[Data entries]
>>>

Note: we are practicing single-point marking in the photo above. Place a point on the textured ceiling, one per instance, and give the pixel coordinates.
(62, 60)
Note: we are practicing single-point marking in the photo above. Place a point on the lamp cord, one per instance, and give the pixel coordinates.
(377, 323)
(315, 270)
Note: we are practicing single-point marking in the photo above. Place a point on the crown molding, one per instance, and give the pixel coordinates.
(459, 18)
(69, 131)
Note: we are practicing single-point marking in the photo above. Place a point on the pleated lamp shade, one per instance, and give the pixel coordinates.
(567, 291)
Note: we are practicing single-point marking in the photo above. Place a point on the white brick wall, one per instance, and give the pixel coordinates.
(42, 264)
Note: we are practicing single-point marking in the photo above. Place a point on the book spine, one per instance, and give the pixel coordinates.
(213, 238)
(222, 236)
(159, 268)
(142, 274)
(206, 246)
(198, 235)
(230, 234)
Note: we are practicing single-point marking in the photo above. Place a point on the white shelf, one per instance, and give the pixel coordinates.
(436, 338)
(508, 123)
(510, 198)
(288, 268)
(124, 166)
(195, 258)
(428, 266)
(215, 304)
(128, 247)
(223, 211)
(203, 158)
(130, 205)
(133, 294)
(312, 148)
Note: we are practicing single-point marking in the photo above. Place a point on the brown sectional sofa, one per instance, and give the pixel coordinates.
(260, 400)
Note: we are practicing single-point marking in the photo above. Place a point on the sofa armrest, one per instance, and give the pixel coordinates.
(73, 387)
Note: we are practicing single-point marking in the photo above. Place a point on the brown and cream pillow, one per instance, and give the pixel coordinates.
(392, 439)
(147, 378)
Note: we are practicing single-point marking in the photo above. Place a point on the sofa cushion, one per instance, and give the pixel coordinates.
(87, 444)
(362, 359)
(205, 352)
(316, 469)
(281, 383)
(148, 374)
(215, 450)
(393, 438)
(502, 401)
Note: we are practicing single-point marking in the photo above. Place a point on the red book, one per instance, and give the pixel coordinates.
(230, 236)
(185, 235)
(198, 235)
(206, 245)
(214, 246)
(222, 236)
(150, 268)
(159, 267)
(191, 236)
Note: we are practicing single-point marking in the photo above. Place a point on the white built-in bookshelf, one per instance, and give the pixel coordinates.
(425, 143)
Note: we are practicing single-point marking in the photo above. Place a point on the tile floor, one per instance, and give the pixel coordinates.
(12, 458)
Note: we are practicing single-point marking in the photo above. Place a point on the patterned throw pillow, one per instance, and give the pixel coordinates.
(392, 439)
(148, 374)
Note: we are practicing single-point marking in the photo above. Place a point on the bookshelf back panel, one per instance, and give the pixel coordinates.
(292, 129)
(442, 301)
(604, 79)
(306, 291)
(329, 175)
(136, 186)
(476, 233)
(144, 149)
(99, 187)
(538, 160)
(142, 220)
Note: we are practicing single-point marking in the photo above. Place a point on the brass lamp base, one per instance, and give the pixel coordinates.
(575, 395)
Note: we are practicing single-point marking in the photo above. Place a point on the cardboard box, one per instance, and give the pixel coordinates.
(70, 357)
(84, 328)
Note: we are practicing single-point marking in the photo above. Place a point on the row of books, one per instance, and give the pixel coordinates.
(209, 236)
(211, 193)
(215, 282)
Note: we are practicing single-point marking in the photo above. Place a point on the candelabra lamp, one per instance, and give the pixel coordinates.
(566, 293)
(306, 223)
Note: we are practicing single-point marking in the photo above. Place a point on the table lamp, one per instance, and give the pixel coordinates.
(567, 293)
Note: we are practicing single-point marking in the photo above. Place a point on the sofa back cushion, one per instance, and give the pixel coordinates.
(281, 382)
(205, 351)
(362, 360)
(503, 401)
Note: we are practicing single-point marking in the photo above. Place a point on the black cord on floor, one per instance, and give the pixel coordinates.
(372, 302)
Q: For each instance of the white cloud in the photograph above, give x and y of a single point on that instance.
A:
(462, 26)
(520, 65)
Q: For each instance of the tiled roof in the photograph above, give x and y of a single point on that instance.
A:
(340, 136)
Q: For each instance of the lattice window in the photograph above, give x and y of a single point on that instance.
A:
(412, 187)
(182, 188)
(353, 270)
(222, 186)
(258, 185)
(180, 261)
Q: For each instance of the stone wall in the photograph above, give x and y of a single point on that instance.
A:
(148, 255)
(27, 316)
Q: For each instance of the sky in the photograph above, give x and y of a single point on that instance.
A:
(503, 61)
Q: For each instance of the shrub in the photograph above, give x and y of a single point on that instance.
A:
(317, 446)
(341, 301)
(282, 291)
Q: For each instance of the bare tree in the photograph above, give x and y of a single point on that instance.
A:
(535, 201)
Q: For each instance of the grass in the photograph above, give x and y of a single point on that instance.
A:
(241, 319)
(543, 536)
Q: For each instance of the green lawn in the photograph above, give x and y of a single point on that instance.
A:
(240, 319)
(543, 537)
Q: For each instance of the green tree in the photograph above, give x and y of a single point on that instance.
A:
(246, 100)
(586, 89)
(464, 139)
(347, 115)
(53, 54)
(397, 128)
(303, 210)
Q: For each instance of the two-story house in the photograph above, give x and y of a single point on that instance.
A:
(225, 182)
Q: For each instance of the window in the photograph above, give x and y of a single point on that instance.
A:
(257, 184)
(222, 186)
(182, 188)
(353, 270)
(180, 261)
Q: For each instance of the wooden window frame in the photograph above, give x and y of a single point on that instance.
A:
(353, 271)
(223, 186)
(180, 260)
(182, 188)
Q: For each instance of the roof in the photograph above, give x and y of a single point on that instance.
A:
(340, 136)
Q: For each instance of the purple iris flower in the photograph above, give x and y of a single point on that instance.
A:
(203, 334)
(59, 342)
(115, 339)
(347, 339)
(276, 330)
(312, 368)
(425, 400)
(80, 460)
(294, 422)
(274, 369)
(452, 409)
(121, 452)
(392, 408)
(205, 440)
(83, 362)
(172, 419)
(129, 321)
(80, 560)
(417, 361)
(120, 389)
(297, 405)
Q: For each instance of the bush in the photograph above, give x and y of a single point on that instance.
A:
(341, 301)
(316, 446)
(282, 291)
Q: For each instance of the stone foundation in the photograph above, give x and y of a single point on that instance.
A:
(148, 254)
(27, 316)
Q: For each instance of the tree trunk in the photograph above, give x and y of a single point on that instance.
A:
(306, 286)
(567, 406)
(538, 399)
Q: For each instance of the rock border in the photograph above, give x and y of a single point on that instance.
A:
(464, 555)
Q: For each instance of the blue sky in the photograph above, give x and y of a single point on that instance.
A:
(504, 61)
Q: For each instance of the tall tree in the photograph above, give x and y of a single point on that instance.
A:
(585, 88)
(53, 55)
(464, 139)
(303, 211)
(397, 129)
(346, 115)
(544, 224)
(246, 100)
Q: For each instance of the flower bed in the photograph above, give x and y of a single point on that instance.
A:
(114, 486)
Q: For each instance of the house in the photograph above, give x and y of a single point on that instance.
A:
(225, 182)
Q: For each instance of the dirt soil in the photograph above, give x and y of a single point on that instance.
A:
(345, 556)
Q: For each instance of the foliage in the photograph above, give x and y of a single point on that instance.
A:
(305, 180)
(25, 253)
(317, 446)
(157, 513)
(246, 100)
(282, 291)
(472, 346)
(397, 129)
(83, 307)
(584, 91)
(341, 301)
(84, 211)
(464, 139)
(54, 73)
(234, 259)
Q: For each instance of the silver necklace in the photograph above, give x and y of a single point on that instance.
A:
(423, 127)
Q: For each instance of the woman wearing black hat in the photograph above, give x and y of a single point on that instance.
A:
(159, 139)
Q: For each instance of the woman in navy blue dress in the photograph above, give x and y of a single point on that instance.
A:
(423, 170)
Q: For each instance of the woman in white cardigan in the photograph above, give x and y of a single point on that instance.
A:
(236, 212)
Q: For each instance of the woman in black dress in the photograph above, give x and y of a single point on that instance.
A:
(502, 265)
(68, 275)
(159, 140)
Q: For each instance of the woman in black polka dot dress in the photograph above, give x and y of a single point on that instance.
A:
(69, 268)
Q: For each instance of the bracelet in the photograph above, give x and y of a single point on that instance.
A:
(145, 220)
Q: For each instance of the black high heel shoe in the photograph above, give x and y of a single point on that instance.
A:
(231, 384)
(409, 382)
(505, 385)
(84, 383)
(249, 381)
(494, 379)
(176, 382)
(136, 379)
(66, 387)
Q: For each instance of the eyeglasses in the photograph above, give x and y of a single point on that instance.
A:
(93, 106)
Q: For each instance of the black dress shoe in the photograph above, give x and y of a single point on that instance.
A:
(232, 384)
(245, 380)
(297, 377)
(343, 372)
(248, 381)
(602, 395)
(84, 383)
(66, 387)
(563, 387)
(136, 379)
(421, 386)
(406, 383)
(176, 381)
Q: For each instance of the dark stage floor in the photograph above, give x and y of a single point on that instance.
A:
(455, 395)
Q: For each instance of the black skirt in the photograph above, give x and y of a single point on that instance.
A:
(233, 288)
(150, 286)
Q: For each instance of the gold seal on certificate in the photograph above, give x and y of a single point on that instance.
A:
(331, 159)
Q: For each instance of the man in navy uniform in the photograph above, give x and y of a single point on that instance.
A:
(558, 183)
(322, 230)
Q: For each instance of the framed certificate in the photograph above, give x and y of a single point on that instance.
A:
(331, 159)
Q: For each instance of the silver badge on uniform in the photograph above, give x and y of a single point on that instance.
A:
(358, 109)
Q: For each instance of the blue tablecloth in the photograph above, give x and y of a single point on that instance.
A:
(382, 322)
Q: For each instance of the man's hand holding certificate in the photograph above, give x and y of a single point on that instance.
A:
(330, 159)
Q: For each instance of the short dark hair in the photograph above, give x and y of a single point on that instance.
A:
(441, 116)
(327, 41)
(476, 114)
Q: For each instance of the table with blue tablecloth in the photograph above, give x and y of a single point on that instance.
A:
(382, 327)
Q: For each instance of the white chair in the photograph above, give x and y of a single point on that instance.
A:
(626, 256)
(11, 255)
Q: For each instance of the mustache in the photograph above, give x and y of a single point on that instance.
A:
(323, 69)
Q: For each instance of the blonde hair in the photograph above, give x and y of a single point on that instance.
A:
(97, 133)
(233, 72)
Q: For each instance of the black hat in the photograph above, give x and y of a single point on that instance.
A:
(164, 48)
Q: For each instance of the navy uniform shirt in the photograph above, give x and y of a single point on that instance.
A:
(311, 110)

<<<

- **Exercise instructions**
Where a line of the data holds the word "flower", copy that line.

- **Response box**
Q: For each instance of the purple iris flower in the photograph above, give x and y of a single point on that instance.
Q: For each instance of the flower bed in the photograph above, give x and y of a single point on that instance.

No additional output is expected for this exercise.